**What is needed:**
Put the part of the listing that starts with the line containing "Batch task #47: Identify and box every setting" and ends with the line containing "[0,0,450,279]" into a JSON list of strings, one string per line, with blank lines left out.

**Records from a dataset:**

Begin

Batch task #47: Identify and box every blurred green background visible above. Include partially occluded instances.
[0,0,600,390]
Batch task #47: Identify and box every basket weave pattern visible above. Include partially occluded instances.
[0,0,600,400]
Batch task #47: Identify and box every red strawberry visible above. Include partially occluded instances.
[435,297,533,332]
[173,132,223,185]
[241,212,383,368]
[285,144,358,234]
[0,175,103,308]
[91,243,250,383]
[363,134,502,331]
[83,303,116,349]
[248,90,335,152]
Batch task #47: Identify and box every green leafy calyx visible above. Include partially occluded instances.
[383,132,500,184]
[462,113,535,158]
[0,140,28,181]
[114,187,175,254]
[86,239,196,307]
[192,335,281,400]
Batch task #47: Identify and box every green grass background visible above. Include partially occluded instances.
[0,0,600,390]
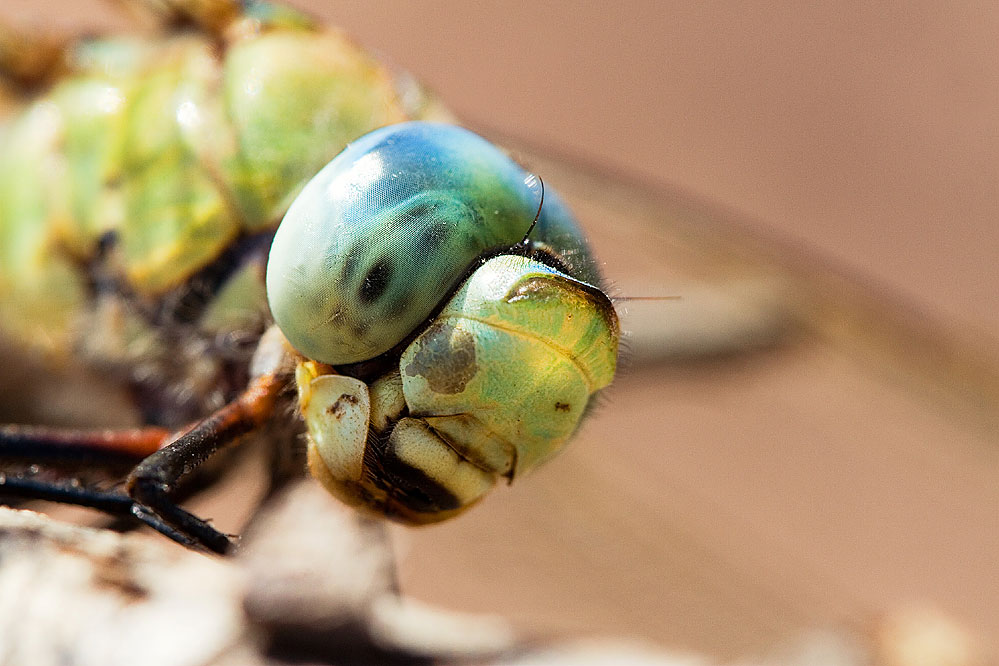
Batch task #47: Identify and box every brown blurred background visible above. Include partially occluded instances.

End
Begin

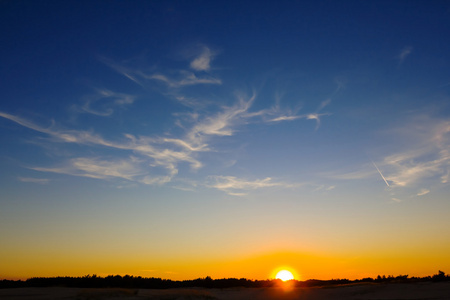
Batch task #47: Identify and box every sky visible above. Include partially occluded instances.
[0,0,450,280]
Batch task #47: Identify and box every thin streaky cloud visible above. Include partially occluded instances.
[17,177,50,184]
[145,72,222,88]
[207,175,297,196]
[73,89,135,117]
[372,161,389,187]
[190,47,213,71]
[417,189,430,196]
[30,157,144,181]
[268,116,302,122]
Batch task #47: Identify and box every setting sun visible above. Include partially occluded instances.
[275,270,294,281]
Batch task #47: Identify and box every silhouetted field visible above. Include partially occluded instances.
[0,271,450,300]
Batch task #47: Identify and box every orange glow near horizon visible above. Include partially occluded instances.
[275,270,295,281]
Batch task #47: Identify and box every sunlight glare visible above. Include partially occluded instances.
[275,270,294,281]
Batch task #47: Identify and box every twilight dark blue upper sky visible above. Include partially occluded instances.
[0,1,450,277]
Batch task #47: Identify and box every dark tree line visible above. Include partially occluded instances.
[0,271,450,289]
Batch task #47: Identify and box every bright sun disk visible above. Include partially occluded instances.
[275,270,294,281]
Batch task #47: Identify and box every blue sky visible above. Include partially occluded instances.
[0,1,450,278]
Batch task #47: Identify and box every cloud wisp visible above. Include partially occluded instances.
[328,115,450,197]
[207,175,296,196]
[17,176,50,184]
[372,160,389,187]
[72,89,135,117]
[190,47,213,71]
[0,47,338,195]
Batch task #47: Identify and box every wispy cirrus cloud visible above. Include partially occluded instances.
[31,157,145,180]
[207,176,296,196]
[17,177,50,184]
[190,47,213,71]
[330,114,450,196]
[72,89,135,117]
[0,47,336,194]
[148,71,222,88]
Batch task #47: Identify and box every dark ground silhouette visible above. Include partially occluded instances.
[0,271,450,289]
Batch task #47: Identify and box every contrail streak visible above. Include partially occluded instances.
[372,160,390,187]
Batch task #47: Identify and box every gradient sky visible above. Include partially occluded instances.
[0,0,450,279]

End

**Exercise solution:**
[
  "Batch task #47: Identify and box every setting sun visible above. Include partially occluded instances.",
  "[275,270,294,281]",
  "Batch task #47: Identify and box every silhouetted field visible above. Include partially occluded instances.",
  "[0,271,450,300]",
  "Batch task #47: Identify and box every orange glow near horizon visible above. Include partially occluded instances.",
  "[275,270,295,281]",
  "Batch task #47: Identify and box every sunlight glare visible above. Include partially occluded instances.",
  "[275,270,294,281]",
  "Batch task #47: Identify and box every twilight dark blue upper sky visible above. Include partially occluded instances.",
  "[0,1,450,277]",
  "Batch task #47: Identify and box every dark tree line visible above. Include partially occluded instances.",
  "[0,271,450,289]",
  "Batch task #47: Identify and box every bright sun disk visible above. Include partially occluded instances.",
  "[275,270,294,281]",
  "Batch task #47: Identify and box every blue sky visible above. Include partially occluded instances.",
  "[0,1,450,278]",
  "Batch task #47: Identify and box every cloud wisp visible above. Include partially occluded instances.",
  "[328,115,450,197]",
  "[207,175,296,196]",
  "[17,176,50,184]",
  "[372,160,389,187]",
  "[72,89,135,117]",
  "[190,47,213,71]",
  "[0,47,338,195]",
  "Batch task #47: Identify and box every wispy cirrus cloud visible above. Include partially occluded instances.",
  "[31,157,145,180]",
  "[207,176,296,196]",
  "[17,177,50,184]",
  "[190,47,213,71]",
  "[330,114,450,196]",
  "[72,89,135,117]",
  "[0,47,336,194]",
  "[148,71,222,88]",
  "Batch task #47: Identify and box every dark ground silhouette visible above. Include partially occluded instances.",
  "[0,271,450,289]",
  "Batch task #47: Identify and box every contrail streak visible above. Include partially occluded instances.",
  "[372,160,390,187]",
  "Batch task #47: Identify and box every gradient sky visible above. Include partially occluded instances.",
  "[0,0,450,279]"
]